* [GOAL]: Rewrite the records below from their start through the line containing "pixel 310 384", switching "stone wall" to "brick wall" and changing nothing else.
===============
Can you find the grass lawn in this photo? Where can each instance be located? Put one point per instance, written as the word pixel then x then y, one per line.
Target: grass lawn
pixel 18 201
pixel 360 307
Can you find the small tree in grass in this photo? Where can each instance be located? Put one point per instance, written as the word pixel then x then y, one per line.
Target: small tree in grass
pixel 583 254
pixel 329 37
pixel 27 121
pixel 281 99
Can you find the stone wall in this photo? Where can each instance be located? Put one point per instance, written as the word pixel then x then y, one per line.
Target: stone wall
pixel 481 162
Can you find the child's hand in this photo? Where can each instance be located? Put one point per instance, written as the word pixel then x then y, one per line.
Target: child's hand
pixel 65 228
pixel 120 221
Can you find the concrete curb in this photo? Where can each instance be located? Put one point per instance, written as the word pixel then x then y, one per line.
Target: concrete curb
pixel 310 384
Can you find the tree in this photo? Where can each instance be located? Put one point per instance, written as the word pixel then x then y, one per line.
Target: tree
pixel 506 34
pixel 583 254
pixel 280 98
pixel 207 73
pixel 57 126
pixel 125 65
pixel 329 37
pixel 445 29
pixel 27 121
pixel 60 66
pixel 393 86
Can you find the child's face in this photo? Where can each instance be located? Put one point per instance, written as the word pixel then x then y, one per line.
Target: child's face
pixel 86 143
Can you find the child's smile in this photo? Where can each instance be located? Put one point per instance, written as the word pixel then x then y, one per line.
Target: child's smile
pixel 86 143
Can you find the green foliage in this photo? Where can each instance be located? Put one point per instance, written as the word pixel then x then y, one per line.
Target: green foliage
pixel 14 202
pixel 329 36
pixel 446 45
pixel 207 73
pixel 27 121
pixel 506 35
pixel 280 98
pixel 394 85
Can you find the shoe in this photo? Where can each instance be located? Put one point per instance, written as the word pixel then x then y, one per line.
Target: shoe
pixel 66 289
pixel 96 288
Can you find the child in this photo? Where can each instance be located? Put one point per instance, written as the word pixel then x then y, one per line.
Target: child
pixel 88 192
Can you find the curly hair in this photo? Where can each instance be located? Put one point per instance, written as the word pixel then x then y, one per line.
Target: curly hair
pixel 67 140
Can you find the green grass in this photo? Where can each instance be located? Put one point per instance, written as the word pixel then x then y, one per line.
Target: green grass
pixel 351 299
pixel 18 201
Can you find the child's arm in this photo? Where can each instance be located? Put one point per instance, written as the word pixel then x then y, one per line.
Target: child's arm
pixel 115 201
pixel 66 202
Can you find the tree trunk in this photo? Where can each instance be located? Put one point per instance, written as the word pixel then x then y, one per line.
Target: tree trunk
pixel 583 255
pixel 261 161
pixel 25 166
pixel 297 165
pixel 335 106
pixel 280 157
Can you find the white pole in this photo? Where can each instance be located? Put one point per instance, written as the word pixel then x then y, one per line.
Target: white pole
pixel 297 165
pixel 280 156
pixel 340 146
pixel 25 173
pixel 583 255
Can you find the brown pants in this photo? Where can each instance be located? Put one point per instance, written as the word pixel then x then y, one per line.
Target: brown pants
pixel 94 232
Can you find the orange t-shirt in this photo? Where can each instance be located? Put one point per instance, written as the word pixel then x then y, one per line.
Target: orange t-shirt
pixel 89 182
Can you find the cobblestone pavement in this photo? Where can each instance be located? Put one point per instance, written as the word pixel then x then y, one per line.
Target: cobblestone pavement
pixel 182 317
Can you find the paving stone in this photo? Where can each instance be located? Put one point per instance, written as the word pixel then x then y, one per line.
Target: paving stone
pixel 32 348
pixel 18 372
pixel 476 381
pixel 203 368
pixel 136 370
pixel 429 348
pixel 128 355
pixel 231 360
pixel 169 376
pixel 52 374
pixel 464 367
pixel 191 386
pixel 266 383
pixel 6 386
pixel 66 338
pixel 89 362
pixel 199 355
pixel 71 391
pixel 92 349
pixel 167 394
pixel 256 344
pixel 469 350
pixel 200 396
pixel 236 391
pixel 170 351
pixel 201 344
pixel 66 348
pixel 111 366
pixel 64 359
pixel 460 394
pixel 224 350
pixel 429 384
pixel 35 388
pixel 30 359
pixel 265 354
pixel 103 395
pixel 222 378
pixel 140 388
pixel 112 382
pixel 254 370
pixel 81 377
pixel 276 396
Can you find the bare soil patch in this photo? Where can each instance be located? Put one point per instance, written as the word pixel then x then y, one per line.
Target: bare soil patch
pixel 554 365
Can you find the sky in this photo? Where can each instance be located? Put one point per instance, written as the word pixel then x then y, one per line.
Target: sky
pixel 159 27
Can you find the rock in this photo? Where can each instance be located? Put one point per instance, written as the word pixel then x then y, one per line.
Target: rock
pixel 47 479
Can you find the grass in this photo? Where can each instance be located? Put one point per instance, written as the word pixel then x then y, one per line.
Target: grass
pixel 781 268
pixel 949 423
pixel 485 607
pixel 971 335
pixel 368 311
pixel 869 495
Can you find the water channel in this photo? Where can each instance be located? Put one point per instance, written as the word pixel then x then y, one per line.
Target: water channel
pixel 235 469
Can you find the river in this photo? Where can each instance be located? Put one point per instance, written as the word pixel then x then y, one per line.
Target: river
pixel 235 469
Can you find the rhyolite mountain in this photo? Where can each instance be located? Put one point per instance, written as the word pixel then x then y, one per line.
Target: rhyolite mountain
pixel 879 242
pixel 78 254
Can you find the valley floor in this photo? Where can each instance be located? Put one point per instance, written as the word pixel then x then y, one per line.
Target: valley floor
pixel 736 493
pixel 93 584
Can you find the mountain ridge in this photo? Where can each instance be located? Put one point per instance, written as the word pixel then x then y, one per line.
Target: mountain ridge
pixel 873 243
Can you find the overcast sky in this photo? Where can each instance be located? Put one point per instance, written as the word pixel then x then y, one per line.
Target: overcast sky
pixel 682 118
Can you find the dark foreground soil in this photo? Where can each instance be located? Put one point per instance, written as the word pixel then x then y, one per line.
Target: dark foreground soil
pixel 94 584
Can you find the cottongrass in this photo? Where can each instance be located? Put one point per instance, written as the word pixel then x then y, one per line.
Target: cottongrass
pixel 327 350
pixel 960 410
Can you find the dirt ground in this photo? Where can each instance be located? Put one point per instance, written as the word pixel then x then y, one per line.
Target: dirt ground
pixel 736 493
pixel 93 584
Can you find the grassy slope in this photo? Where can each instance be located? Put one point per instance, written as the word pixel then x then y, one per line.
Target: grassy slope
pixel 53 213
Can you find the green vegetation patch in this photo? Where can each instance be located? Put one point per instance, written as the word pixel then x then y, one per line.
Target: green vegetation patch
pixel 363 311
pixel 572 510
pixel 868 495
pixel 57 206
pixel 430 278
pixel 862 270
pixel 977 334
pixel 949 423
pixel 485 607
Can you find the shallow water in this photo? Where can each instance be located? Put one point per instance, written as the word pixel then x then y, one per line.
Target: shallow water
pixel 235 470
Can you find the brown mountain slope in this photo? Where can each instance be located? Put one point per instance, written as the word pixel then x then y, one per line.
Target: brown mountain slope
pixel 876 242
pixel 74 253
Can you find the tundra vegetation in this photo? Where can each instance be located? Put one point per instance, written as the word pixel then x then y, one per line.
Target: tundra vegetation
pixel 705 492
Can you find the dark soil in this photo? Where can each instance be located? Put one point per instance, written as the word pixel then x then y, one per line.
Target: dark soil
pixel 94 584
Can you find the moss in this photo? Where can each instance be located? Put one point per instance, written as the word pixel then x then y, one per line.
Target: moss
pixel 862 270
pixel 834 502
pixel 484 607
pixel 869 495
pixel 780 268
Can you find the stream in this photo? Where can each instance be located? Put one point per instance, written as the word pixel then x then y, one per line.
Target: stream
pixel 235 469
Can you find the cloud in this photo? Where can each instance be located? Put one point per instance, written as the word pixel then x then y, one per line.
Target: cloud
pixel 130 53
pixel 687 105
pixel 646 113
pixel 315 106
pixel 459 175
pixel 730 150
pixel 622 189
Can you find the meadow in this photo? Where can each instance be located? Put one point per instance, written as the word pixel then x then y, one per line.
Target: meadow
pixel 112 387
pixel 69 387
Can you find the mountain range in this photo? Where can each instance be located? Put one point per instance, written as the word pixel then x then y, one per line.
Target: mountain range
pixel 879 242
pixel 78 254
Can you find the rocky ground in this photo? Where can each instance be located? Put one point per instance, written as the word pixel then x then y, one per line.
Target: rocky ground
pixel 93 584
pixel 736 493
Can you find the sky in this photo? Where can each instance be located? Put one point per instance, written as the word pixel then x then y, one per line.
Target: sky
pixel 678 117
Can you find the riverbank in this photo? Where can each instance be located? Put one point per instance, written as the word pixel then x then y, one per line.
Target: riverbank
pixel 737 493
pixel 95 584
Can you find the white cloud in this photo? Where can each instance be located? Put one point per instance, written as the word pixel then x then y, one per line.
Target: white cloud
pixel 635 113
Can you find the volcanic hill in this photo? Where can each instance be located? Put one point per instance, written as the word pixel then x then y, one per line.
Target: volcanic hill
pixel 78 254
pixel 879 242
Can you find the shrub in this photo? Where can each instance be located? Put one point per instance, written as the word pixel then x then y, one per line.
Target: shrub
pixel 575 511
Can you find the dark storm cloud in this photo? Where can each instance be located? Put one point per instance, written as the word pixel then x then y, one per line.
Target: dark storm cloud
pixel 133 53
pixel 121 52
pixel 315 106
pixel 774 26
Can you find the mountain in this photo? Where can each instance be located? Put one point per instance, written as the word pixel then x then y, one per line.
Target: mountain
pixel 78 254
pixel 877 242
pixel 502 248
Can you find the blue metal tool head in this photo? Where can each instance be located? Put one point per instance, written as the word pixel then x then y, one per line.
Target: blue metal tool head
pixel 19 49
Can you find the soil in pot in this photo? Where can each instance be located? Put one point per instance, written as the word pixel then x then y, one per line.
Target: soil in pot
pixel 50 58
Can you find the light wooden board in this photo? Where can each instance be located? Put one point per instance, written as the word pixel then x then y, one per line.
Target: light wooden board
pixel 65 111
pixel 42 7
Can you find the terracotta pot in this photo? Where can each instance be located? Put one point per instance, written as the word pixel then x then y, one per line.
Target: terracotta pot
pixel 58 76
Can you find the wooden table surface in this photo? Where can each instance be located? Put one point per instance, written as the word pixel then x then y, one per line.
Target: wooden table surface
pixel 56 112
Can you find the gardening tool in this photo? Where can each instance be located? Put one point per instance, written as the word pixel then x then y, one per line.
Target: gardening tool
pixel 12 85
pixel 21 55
===============
* [ANSWER TO THE EXERCISE]:
Can you find the grass lawn in this photo? Where can each instance be located? Put one point per instance, written as the word pixel then x then y, one per line.
Target: grass lawn
pixel 18 201
pixel 360 307
Can you find the small tree in grass in this photo? Where can each instance be located? Put one point per instance, written as the word pixel then x then y, one per line.
Target: small tree in grass
pixel 583 254
pixel 329 37
pixel 27 121
pixel 281 99
Can you find the brick wall in this photo? Where can each instance be located? Put one point per instance, written as the word pixel then x then y, one per line.
Target: brick wall
pixel 481 162
Can you find the child's hand in this photo? Where can each instance be located? Put one point per instance, written as the word pixel then x then y, one per line.
Target: child's hand
pixel 65 228
pixel 120 221
Can you find the concrete curb in this photo? Where can each instance be located? Put one point per instance, written as the word pixel then x then y, one per line.
Target: concrete curb
pixel 310 384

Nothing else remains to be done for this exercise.